Rewrite everything from the line containing "Where can the doorway" down to the end of the rows below, keeping the requests, and add 141 to every point coordinate in the answers.

START

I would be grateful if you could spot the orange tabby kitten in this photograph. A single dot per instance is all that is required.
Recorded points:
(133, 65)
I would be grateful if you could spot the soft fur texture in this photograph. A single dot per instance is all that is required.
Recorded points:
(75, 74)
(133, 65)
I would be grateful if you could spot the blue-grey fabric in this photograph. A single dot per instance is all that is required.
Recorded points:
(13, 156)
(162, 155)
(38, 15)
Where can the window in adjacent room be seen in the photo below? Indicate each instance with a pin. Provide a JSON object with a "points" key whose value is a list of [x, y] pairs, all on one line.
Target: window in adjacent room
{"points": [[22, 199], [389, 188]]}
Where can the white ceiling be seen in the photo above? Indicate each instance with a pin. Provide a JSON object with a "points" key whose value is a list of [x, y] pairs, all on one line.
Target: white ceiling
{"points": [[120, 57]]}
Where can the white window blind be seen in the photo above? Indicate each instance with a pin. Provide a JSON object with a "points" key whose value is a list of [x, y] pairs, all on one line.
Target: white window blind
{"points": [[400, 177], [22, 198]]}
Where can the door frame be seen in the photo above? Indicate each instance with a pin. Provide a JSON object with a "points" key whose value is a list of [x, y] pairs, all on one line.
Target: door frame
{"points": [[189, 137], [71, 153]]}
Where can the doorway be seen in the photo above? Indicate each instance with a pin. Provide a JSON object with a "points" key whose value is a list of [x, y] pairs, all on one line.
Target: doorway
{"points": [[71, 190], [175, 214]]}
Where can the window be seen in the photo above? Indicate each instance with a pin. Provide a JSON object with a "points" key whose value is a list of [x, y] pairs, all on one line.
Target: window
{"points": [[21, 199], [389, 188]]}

END

*Solution to this task*
Where can the doorway be seen in the photo above? Indicate each instance with a pin. Provide a JSON object with a "points" key whose value is a list of [x, y] pairs, all on one line.
Target: doorway
{"points": [[212, 331], [316, 355]]}
Where can the window be seen in the photo above? Indicate each instance with a pin. Provide a JSON object with a "points" key whose value is a list of [x, y] pairs, all on one line.
Target: window
{"points": [[162, 340], [530, 329]]}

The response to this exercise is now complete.